> [Passage cité]
····················

Josué Binoua, 
qui a bu boira!*

PREAMBULE 
Une nomination 
inaperçue — mais qui révèle une importance (à mon avis) — attire mon attention. 
Par décret présidentiel n°13.108 du 22mai 2013, le Pasteur Josué Binoua, est 
nommé ministre Conseiller, chargé des Affaires religieuses et des Minorités 
Ethniques à la présidence de la République. Je précise tout de suite que je n’ai 
pas envie d’aborder ici la question de sa « métamorphose » (dixit lui-même). 
Car, il n’y a que les imbéciles qui ne changent pas d’avis. D’ailleurs, il n’a 
pas l’apanage de « retourner le Kazâka ». La RCA est infestée de félons 
politiques (ou des chenilles). Nul n’est censé ignorer le « koudoufarisme » sans 
scrupules qui se pratique ostensiblement dans notre pays. Je ne m’inscris pas 
non plus dans la logique de la « politique politicienne » qui consiste à faire 
le procès ou l’apologie des uns et des autres. Loin de moi une telle initiative. 
Tant qu’on n’est pas au pied du mur, on ne peut pas savoir si on est un bon ou 
un mauvais maçon. 
Cela dit, ma 
démarche est simple : je veux savoir si la nomination du Pasteur Josué Binoua, 
Ministre conseiller chargé des affaires religieuses, pourrait calmer les esprits 
et redonner confiance aux chrétiens. Cette nomination comporte-t-elle vraiment 
une solution idoine aux problèmes récurrents de la laïcité en Centrafrique ? Un 
pasteur, nommé ministre conseiller en matière des affaires religieuses auprès 
d’un Président musulman dans un pays présumé laïc. Qui peut le croire ? D’aucuns 
pensent que la nomination du pasteur Binoua serait une réaction aux agressions 
infligées aux chrétiens lors de la prise du pouvoir de la Séléka. Le non-dit qui 
transparaît en filigrane, et qui pèse sur cette nomination, c’est évidemment le 
problème du caractère et de la nature de l’Etat centrafricain. Est-il laïc ? On 
me dira qu’il est trop tôt pour aborder une question aussi sensible que la 
séparation de l’Etat et de la religion. Peut-être. Mais si on ne le fait pas 
maintenant quand le fera-t-on ? Il faut oser aborder ce problème de l’Etat et de 
la religion, afin d’ancrer irréversiblement la RCA dans un véritable vivre 
ensemble.

····················

> [Énoncé] Dans le texte ci-dessus sur la nomination de Josué Binoua, recopiez à l'identique le passage qui s'ouvre sur les mots « Car, il n’y » et se clôt sur « une telle initiative. ».

····················

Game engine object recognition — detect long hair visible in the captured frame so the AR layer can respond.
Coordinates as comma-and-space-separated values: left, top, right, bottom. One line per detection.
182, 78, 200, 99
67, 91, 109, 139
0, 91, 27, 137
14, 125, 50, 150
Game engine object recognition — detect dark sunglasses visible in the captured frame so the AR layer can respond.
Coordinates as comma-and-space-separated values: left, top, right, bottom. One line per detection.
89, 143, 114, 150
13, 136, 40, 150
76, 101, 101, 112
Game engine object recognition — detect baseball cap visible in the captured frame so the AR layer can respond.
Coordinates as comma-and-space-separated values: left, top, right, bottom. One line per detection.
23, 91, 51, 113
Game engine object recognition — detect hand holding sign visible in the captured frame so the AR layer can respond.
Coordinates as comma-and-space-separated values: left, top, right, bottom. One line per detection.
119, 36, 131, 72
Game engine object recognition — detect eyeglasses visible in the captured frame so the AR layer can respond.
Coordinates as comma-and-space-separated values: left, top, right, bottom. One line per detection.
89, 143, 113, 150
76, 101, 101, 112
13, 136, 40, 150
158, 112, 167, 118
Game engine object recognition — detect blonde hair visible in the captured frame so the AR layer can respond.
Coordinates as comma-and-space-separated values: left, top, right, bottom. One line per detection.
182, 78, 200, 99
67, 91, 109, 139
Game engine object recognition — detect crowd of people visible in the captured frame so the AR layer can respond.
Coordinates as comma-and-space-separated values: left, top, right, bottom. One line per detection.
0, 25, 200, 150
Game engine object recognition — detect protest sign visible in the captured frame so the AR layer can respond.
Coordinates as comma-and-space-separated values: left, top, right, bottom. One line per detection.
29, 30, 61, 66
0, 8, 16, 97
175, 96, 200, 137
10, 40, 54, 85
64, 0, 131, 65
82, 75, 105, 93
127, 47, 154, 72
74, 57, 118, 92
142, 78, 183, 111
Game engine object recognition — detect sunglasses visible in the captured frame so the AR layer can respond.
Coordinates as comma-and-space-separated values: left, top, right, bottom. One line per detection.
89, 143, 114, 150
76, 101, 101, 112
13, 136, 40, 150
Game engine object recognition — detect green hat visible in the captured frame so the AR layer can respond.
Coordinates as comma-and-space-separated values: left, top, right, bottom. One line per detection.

····················

> [Corrigé]
Car, il n’y a que les imbéciles qui ne changent pas d’avis. D’ailleurs, il n’a 
pas l’apanage de « retourner le Kazâka ». La RCA est infestée de félons 
politiques (ou des chenilles). Nul n’est censé ignorer le « koudoufarisme » sans 
scrupules qui se pratique ostensiblement dans notre pays. Je ne m’inscris pas 
non plus dans la logique de la « politique politicienne » qui consiste à faire 
le procès ou l’apologie des uns et des autres. Loin de moi une telle initiative.